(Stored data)
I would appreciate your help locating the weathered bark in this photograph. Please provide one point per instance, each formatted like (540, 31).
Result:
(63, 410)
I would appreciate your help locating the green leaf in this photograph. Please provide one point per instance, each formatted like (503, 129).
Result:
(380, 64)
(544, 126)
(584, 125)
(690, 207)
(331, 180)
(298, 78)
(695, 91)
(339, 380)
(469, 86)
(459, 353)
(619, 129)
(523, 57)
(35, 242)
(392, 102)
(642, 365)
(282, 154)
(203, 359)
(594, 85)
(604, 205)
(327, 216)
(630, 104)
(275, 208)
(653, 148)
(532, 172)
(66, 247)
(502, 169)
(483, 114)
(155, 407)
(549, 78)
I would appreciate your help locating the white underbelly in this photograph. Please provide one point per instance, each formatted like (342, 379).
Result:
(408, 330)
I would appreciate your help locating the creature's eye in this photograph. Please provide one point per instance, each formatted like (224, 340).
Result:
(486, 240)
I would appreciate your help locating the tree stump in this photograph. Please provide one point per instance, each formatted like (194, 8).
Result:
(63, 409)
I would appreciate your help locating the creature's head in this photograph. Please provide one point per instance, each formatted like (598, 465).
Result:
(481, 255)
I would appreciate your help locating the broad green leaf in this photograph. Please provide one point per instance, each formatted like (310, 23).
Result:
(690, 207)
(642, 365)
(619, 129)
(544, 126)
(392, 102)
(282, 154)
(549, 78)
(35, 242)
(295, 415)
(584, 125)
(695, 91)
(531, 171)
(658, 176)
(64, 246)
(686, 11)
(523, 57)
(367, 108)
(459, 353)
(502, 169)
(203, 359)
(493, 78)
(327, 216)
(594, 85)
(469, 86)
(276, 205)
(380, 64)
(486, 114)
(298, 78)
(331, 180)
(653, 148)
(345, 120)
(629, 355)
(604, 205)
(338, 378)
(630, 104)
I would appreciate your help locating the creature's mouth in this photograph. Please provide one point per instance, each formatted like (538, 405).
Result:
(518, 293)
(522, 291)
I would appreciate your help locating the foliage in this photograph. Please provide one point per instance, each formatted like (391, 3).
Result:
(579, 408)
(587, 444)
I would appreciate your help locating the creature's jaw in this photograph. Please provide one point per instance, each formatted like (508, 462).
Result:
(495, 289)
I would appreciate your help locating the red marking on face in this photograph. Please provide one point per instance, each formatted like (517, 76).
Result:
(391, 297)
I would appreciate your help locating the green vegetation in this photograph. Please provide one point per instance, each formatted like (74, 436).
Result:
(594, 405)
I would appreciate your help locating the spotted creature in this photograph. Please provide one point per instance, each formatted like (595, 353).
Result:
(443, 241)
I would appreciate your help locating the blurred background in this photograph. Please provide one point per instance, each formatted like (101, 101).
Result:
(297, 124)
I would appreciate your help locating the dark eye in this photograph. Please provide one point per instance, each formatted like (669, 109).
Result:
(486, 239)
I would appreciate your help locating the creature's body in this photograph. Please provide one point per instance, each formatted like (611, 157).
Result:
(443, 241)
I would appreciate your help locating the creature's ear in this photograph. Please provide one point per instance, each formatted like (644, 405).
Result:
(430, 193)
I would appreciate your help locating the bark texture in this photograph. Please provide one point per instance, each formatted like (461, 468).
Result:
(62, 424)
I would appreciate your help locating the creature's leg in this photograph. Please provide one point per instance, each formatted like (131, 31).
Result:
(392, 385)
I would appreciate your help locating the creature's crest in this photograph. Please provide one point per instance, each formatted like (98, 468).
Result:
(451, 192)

...

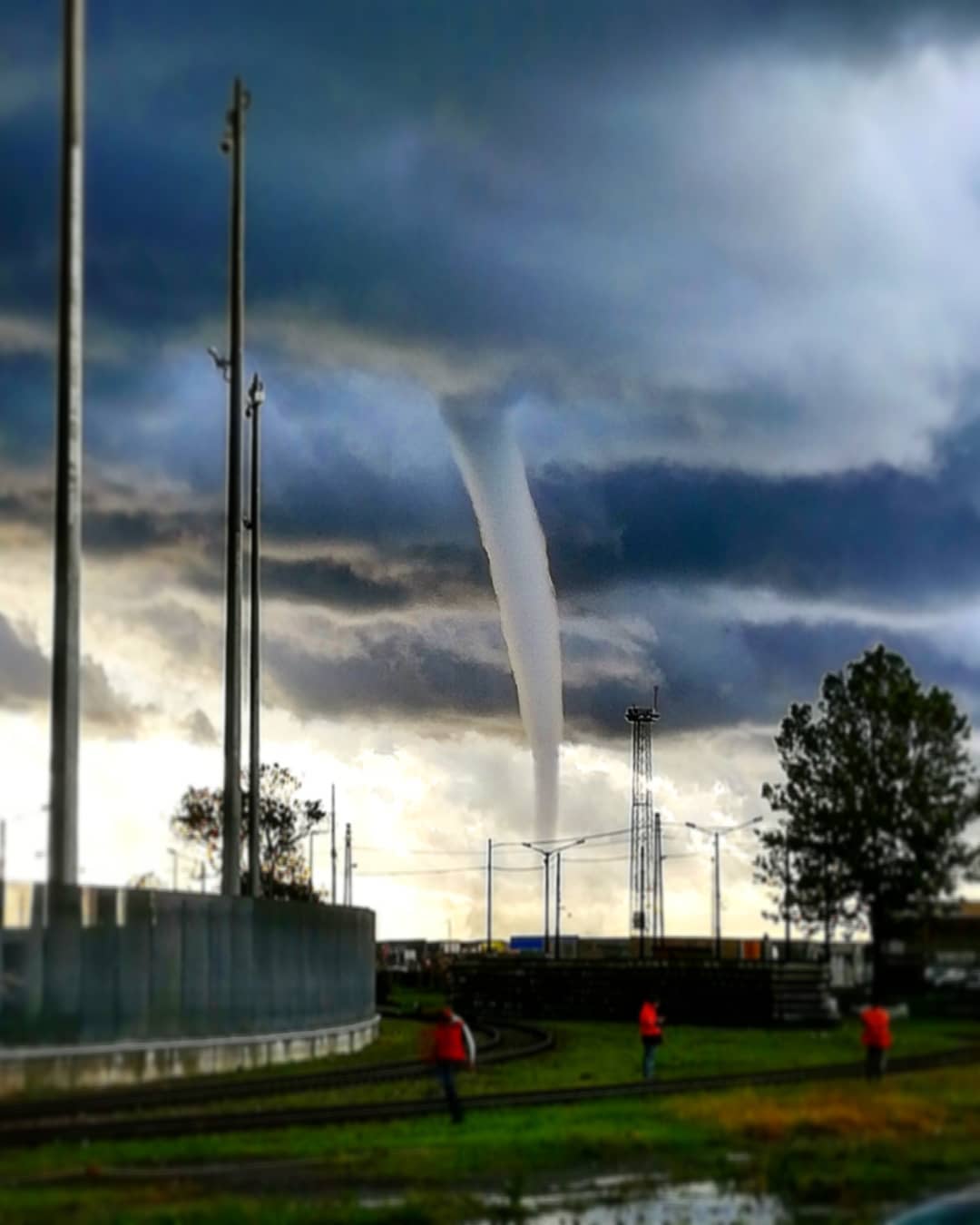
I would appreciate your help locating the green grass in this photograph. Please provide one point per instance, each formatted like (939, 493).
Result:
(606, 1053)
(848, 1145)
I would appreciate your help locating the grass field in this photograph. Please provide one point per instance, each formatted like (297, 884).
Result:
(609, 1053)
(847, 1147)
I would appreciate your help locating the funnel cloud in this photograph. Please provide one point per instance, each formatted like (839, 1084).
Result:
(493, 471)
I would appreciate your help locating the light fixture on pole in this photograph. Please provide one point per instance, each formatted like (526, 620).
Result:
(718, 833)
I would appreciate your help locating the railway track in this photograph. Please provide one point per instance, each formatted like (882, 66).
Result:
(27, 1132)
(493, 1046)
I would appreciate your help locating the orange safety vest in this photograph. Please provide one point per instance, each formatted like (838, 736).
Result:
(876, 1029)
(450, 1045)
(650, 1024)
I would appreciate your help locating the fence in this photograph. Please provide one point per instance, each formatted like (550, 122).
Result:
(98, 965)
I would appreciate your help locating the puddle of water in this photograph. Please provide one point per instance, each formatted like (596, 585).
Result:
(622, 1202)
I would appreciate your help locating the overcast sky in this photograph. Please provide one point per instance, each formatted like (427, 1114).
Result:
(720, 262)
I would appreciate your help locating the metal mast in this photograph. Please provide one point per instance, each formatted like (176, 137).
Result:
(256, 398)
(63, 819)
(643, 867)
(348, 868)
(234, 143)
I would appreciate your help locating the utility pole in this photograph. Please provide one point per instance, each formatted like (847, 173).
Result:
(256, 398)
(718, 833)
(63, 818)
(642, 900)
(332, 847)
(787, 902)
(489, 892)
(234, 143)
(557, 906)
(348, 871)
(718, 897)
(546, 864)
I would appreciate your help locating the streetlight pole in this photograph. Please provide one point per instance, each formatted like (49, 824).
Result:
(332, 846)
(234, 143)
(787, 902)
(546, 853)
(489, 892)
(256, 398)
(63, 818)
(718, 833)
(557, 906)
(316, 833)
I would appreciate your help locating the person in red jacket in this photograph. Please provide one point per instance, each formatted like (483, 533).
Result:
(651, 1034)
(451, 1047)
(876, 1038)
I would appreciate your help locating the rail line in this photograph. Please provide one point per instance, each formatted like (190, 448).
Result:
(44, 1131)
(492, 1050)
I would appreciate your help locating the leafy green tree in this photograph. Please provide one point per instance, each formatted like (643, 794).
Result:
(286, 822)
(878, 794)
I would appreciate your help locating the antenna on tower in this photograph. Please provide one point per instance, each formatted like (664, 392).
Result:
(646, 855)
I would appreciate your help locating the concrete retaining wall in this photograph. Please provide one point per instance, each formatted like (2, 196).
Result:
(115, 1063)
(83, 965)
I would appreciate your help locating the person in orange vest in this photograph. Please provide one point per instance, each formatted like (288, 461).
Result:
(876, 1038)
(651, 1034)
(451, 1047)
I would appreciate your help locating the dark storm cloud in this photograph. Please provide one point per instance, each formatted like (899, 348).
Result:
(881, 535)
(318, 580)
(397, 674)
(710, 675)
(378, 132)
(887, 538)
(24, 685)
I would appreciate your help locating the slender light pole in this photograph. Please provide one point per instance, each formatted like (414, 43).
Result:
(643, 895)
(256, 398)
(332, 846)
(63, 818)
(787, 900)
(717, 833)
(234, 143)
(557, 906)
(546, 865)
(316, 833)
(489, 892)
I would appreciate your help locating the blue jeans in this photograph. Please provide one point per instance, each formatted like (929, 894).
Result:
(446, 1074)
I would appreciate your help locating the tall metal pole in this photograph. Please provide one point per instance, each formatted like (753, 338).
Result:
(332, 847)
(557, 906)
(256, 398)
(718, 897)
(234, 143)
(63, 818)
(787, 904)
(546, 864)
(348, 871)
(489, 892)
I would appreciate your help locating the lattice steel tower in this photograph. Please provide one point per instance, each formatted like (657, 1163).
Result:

* * *

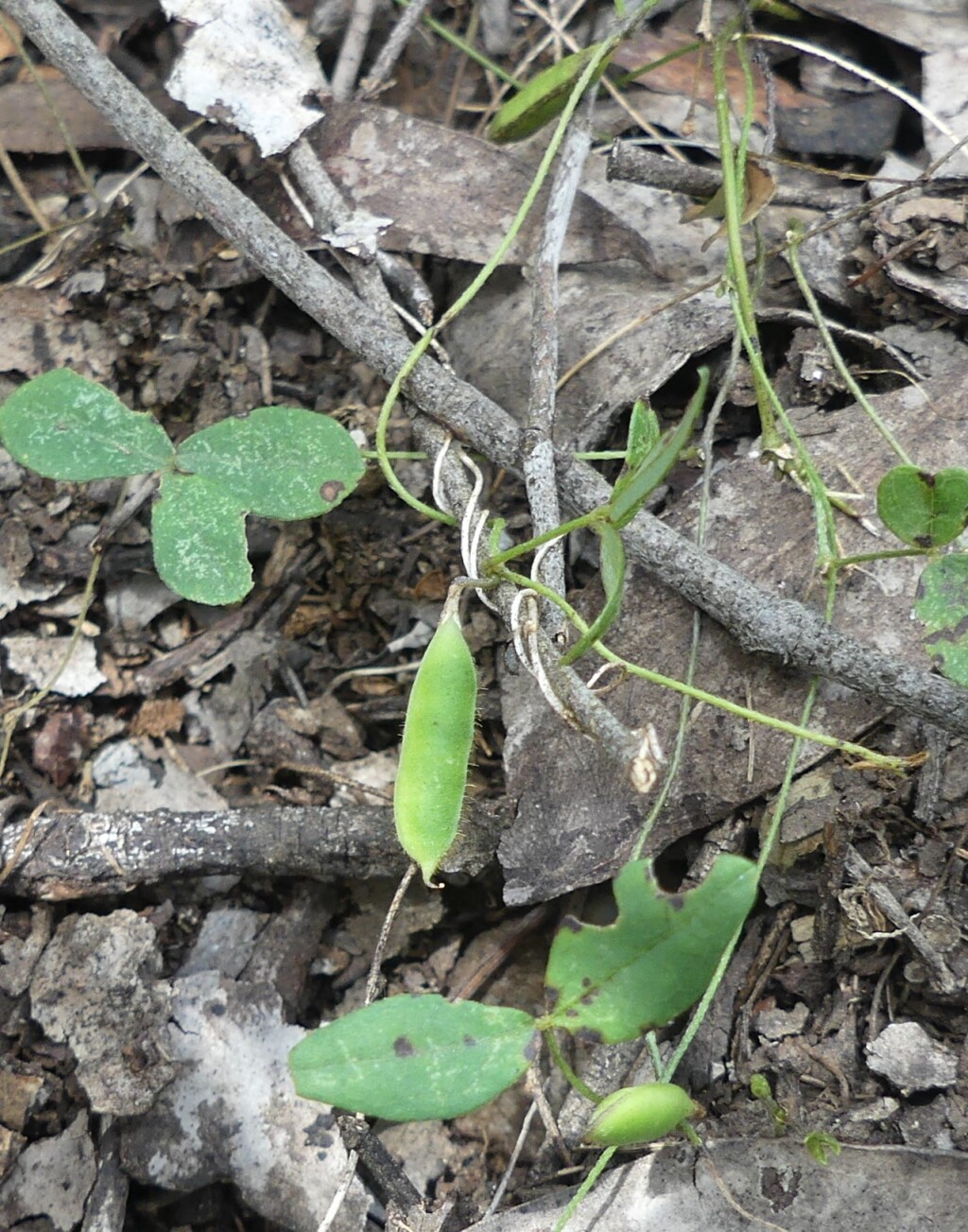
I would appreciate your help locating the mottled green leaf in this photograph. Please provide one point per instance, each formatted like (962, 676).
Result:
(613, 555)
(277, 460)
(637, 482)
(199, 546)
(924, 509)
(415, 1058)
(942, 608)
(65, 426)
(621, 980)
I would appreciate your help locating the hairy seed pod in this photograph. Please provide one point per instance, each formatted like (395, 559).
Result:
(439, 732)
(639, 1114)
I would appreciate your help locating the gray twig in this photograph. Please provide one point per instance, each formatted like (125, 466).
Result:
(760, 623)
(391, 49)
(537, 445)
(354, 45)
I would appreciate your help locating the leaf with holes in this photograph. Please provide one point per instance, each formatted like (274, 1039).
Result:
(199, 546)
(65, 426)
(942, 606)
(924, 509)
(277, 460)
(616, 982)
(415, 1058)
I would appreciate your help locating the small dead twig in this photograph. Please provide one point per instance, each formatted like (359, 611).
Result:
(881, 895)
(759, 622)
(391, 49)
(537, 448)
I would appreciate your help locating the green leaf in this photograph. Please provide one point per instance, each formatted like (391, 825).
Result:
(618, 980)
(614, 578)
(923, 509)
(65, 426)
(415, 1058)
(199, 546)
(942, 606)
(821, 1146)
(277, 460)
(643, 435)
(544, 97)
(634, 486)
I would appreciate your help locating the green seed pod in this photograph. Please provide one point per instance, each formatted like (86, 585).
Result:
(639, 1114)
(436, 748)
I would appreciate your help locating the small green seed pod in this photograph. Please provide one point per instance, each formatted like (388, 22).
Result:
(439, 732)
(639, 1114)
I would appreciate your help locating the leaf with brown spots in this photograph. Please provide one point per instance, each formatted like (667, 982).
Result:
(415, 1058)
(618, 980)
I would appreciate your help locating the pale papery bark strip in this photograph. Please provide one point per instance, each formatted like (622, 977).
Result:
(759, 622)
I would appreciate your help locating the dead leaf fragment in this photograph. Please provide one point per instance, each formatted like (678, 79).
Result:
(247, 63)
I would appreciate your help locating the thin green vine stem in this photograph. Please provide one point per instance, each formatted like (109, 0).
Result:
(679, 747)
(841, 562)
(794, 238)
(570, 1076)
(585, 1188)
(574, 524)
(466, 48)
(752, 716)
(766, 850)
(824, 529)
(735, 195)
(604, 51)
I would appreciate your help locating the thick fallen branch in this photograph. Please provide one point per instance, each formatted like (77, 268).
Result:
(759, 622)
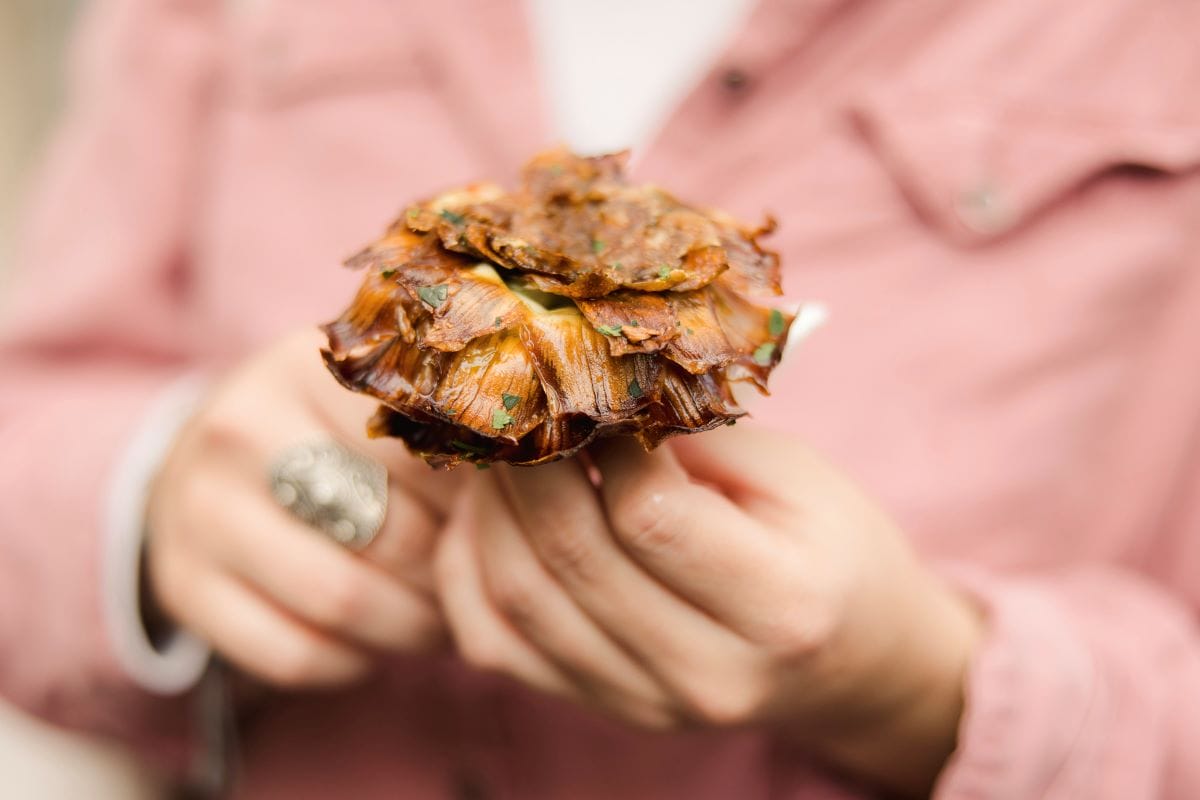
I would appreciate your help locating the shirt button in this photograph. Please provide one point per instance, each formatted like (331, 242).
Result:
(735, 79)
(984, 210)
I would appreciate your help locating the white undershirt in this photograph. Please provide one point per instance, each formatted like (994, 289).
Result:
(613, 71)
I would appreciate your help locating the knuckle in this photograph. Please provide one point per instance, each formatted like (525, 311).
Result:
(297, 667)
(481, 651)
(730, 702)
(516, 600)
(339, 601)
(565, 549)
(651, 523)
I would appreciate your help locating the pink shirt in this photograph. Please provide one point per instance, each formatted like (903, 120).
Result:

_Exercise directions_
Please show each line in the entries above that contains the word "dark". Case counts.

_Solution_
I would appreciate your help locating the dark eye in this photograph. Please provide one point per instance, each formatted like (669, 109).
I would appreciate your help locating the dark storm cloud in this photograph. Please provide one point per instance, each formatted like (899, 348).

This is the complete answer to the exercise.